## [Aim of the exercise]
Give again, exactly as they appear, only the lines from the one containing "# point at: apple stem" through the last line of the material below.
··· Supplied entries
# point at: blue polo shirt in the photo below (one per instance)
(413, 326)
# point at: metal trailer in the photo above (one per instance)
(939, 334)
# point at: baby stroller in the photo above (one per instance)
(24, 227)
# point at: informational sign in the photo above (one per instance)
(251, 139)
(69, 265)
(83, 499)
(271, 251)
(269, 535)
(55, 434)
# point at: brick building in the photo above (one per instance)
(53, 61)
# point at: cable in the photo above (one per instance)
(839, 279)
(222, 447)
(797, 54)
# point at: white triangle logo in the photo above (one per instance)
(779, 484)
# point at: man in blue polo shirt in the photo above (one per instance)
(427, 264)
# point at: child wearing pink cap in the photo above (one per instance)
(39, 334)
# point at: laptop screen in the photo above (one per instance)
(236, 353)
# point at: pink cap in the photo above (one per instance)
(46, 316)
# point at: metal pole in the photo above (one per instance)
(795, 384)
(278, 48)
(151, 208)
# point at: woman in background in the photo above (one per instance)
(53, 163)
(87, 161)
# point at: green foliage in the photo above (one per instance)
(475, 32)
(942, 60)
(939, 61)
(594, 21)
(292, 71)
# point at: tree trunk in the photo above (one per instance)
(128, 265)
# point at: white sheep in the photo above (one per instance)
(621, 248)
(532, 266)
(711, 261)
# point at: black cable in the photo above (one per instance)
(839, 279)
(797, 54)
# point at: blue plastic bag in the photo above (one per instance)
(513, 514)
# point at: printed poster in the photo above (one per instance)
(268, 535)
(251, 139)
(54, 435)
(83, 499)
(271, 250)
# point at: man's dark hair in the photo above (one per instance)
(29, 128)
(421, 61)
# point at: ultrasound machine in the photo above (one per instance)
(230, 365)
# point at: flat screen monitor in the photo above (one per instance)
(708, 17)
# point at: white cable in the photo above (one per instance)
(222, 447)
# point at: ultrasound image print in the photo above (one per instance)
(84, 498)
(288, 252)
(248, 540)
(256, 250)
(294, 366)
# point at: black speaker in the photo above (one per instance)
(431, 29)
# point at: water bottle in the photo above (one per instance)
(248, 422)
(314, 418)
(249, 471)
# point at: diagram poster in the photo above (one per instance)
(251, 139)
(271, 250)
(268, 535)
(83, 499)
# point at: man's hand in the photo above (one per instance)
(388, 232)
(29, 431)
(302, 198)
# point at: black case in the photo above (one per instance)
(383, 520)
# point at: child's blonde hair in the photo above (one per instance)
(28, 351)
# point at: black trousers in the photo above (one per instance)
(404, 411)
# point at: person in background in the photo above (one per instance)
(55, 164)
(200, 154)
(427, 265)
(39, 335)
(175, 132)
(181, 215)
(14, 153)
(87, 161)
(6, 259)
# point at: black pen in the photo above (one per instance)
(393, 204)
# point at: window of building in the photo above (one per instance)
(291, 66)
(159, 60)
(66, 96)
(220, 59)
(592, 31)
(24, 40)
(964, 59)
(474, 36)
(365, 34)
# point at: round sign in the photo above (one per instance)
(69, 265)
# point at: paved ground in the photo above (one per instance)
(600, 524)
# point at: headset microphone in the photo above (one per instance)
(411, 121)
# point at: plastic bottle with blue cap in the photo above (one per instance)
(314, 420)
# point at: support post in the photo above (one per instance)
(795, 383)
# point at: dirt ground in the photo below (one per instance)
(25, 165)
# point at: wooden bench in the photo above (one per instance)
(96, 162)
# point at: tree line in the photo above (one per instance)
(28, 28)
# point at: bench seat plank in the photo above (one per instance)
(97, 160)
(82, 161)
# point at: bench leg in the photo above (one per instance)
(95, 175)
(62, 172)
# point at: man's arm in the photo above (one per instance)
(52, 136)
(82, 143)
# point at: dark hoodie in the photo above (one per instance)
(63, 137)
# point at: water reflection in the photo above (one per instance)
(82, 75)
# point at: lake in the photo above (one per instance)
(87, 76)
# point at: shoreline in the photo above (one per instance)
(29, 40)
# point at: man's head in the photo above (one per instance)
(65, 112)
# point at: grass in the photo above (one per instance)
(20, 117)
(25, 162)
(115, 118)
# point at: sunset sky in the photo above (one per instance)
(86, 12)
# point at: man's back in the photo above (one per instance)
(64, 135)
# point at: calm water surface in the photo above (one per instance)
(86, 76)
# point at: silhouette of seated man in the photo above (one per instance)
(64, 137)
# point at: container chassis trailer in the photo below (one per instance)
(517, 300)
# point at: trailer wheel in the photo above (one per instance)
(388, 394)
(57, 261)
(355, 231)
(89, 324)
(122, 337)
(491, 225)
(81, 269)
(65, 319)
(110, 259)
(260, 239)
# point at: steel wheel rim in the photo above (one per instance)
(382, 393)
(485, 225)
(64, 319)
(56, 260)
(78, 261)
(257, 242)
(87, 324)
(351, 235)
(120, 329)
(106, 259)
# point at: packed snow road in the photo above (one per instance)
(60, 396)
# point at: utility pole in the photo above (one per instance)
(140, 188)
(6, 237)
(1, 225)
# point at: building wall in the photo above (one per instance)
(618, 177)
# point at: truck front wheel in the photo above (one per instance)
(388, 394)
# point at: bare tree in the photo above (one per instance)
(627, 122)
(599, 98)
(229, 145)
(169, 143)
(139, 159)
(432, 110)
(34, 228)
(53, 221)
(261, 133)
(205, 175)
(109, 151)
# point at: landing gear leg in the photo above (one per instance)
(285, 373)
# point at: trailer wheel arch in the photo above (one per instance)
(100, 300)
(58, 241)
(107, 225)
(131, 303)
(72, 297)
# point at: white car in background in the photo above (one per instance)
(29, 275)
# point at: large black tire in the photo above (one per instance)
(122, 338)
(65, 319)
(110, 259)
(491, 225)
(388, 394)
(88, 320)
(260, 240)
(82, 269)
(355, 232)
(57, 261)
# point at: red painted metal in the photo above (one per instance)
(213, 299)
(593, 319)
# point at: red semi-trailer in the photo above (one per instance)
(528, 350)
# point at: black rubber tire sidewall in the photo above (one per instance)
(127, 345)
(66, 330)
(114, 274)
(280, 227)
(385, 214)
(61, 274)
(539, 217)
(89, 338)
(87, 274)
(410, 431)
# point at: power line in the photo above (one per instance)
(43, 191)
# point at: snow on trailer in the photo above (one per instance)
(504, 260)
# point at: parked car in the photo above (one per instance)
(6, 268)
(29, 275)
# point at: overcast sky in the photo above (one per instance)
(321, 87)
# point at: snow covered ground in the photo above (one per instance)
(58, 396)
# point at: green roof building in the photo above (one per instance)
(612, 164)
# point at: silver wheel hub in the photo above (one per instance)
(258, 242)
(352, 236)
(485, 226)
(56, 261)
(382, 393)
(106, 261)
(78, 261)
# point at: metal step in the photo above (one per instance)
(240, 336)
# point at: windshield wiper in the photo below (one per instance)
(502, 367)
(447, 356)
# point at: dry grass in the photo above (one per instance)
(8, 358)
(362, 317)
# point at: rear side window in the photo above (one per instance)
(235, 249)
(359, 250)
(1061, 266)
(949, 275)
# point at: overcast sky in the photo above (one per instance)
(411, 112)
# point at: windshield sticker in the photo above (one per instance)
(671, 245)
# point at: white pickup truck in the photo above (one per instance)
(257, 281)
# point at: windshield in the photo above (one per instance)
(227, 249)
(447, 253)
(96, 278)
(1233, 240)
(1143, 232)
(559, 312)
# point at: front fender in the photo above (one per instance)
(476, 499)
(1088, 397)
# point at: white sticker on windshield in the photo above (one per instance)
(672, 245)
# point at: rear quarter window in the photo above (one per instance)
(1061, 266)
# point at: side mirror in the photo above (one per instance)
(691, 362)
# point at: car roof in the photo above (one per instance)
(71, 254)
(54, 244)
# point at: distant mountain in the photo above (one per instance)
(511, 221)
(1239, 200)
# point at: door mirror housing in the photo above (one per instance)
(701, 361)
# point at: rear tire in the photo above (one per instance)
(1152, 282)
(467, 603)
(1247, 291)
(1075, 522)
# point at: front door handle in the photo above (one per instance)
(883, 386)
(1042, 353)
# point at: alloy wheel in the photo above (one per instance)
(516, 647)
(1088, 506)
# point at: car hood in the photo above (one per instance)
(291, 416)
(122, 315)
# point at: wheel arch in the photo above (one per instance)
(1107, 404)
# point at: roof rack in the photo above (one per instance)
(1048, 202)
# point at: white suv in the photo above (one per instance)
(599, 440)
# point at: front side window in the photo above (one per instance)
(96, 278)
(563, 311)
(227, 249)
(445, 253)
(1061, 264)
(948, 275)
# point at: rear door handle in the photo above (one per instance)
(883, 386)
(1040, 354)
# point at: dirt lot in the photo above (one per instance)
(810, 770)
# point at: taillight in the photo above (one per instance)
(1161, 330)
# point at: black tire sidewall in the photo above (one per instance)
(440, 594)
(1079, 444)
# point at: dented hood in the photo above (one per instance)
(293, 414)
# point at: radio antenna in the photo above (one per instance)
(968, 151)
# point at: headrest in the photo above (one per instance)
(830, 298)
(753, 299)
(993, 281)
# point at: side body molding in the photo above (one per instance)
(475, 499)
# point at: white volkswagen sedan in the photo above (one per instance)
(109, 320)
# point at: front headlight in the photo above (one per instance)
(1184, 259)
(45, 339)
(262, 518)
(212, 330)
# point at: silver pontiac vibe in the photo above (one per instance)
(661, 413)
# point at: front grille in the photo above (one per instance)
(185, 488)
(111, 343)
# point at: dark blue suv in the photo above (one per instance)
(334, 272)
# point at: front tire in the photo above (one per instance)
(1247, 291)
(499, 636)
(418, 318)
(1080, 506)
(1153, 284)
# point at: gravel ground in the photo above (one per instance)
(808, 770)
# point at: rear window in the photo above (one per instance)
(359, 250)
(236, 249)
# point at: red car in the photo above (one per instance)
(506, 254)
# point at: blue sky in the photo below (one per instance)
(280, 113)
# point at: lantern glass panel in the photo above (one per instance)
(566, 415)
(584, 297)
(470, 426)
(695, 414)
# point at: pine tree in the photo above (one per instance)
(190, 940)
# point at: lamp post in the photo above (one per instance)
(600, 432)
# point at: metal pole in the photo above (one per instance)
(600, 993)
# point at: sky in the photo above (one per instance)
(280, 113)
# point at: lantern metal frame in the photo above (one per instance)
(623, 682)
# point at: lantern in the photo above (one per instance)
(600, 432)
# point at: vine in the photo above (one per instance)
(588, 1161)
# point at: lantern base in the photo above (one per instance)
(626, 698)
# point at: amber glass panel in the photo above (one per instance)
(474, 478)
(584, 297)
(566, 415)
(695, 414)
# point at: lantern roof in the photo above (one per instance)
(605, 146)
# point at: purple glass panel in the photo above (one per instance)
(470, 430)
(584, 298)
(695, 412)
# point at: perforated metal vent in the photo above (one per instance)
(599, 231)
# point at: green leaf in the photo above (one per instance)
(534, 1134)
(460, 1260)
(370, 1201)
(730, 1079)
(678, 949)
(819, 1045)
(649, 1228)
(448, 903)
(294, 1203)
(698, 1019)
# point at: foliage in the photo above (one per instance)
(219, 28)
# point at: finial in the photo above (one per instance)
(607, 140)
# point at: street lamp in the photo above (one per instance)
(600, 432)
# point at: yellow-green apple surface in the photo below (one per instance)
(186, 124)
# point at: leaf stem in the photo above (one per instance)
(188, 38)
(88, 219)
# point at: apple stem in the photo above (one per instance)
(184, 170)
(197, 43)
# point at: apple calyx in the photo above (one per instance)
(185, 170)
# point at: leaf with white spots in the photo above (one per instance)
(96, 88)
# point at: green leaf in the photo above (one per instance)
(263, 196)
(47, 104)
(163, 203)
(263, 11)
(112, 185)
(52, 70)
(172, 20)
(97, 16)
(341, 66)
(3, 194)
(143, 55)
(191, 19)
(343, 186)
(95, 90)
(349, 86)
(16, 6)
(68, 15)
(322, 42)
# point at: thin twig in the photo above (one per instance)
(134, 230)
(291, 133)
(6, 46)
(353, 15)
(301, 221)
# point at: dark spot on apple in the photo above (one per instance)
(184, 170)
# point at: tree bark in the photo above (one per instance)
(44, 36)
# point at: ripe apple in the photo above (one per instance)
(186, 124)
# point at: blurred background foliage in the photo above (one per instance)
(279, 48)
······
## [Task solution]
# point at: apple stem in the photo above (one per instance)
(184, 170)
(197, 43)
# point at: apple calyx in the photo above (one per instance)
(185, 170)
# point at: leaf with white spots in the photo above (one per instance)
(96, 88)
# point at: green leaf in the photo above (one per instance)
(263, 196)
(47, 104)
(163, 203)
(263, 11)
(112, 185)
(52, 70)
(172, 20)
(97, 16)
(341, 66)
(3, 194)
(143, 55)
(191, 19)
(343, 186)
(95, 90)
(349, 86)
(16, 6)
(68, 15)
(322, 42)
# point at: thin twig in the photo above (one per instance)
(134, 230)
(291, 133)
(6, 46)
(353, 15)
(301, 221)
# point at: dark spot on apple in the photo above (one per instance)
(184, 170)
# point at: tree bark in the photo above (one per instance)
(44, 36)
# point at: ripe apple in the photo above (one per instance)
(186, 124)
# point at: blurred background foliage in the photo above (one per instance)
(279, 48)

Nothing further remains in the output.